> What you should do
Repeat, exactly and in full, the lines of the listing below, but without any pictures.

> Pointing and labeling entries
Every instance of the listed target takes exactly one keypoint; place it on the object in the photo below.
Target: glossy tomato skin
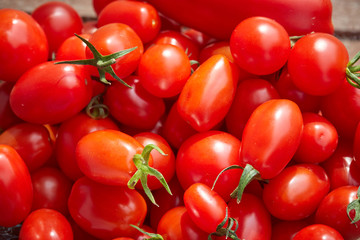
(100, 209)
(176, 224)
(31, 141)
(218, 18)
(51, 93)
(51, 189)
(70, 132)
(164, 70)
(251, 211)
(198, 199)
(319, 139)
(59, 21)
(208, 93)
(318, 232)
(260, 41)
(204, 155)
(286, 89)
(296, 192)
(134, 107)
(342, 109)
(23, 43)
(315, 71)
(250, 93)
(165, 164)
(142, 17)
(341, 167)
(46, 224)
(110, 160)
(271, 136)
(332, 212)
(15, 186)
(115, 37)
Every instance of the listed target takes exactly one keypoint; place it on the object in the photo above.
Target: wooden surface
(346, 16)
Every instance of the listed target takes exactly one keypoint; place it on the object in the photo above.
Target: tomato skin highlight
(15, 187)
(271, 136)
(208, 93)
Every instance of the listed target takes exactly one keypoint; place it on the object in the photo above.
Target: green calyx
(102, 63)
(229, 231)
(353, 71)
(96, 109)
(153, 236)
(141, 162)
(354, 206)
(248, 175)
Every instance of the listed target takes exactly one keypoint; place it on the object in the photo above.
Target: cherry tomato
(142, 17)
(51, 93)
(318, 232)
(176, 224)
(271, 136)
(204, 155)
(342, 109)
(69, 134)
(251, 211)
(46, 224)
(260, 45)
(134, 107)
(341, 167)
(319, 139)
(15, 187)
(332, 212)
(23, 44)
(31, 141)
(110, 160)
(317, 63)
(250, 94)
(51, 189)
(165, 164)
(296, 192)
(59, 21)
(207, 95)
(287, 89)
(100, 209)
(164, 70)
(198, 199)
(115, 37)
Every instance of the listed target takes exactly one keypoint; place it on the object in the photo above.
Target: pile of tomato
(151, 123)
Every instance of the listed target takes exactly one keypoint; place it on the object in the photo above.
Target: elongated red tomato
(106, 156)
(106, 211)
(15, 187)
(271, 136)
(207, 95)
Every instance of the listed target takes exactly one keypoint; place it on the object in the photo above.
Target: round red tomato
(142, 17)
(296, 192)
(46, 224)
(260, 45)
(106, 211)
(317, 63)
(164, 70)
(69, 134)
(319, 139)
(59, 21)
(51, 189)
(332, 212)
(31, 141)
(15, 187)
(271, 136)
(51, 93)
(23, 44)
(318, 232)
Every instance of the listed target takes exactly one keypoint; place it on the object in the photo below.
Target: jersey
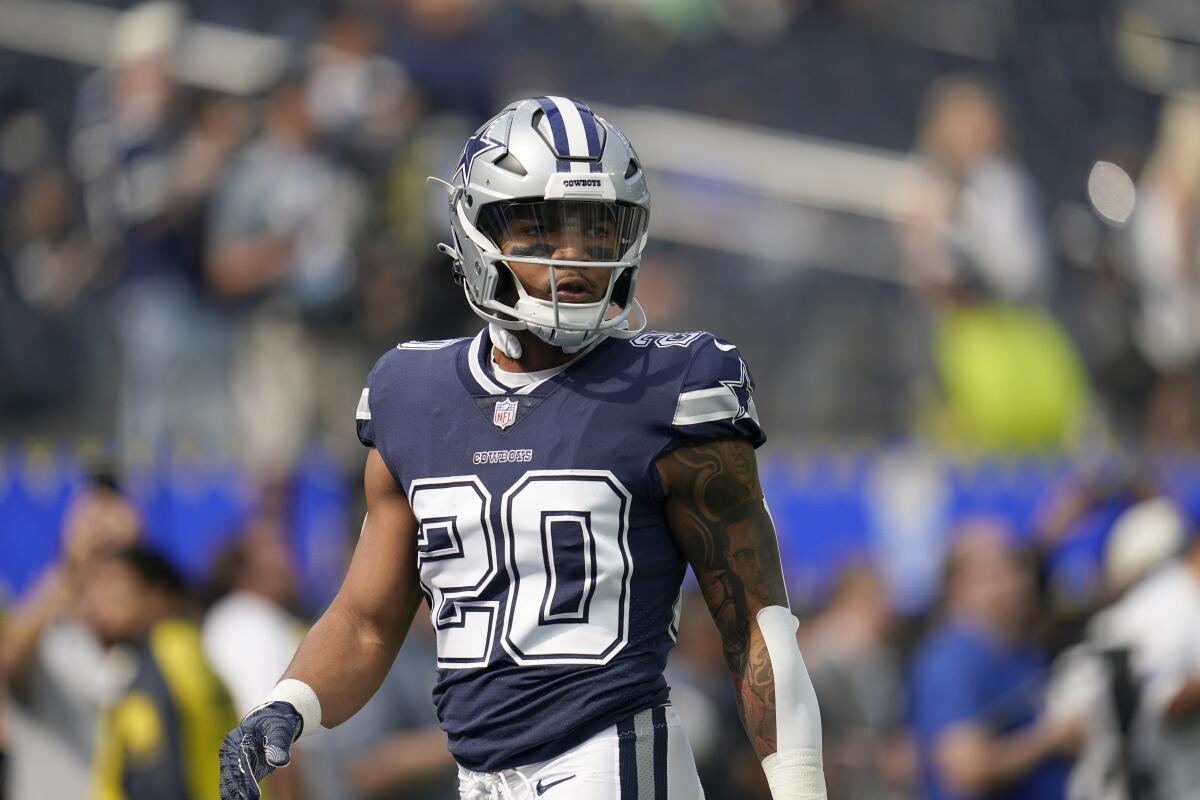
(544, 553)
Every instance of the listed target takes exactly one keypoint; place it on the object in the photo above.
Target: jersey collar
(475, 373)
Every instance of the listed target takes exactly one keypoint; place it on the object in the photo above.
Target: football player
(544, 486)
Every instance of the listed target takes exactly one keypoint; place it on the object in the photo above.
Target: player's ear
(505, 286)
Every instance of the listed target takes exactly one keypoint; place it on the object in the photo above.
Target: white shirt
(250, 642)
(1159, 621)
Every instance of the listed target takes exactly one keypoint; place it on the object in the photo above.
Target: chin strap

> Task response
Every instance of the listed target takes exactly one keypoint; place it on the object in the photo below.
Target: glossy tomato skin
(100, 209)
(176, 224)
(31, 141)
(218, 18)
(51, 93)
(51, 189)
(70, 132)
(164, 70)
(251, 211)
(198, 199)
(319, 139)
(59, 21)
(208, 93)
(318, 232)
(260, 41)
(204, 155)
(286, 89)
(296, 192)
(134, 107)
(342, 109)
(23, 43)
(315, 71)
(250, 93)
(165, 164)
(142, 17)
(341, 167)
(46, 224)
(110, 160)
(271, 136)
(332, 212)
(15, 186)
(115, 37)
Every instance of the listed target takes exactly one keypoint; place it on the object in the photo above.
Target: wooden surface
(346, 16)
Every instance of the listed target takes exactly one keypoint; place it on the object in the photo above.
Target: tomato skin highlight
(15, 187)
(271, 136)
(208, 93)
Every instance of the listed target takes exactly one keypoint; place it on the object in the photo above.
Target: green calyx
(102, 63)
(229, 231)
(353, 71)
(96, 109)
(153, 236)
(141, 162)
(354, 206)
(248, 175)
Every instance of the listed target takes exactly one keypoint; place it on the object in the photo above.
Target: cherry tomato
(142, 17)
(51, 93)
(318, 232)
(176, 224)
(271, 136)
(204, 155)
(342, 109)
(69, 134)
(251, 211)
(46, 224)
(260, 45)
(134, 107)
(341, 167)
(319, 139)
(15, 187)
(332, 212)
(23, 44)
(31, 141)
(110, 160)
(317, 63)
(250, 94)
(51, 189)
(165, 164)
(296, 192)
(59, 21)
(207, 95)
(287, 89)
(100, 209)
(164, 70)
(198, 199)
(115, 37)
Every instance of the listed target takes exactly one keypoint; place it on the object in the photo above.
Target: pile of tomato
(151, 123)
Every instance of the listed target takes exactly one keypoint; place it on the object in the photo above.
Target: elongated red tomato
(106, 156)
(106, 211)
(15, 187)
(271, 136)
(207, 95)
Every instance of the listed target takes exactly one keypoint; place it on the object in the photo above.
Target: round red tomato
(142, 17)
(296, 192)
(46, 224)
(260, 45)
(106, 211)
(317, 63)
(164, 70)
(69, 134)
(319, 139)
(59, 21)
(51, 189)
(332, 212)
(31, 141)
(15, 187)
(271, 136)
(51, 93)
(23, 44)
(318, 232)
Every instance of the listed target takes exactly one keypoint; place it on the object in the photo below.
Target: jersey
(544, 553)
Every instance of the listed target takes exactly one keypoint; place it on the object in the photo above.
Target: jersey collar
(475, 373)
Every instance of the listed target takes exactly one keypoint; place it on the object in the photo above.
Target: football player
(544, 486)
Every instance of the listed target takes exactly one keypoint; place it on the object in the photo above.
Target: player's ear
(505, 286)
Every instance of the listed target takes exactly one keypoint; place it on the object in the photo above.
Target: white shirt
(250, 642)
(1159, 621)
Every instance of the listed target takes exactly one keypoint; place it on the object in the photo above.
Target: chin strap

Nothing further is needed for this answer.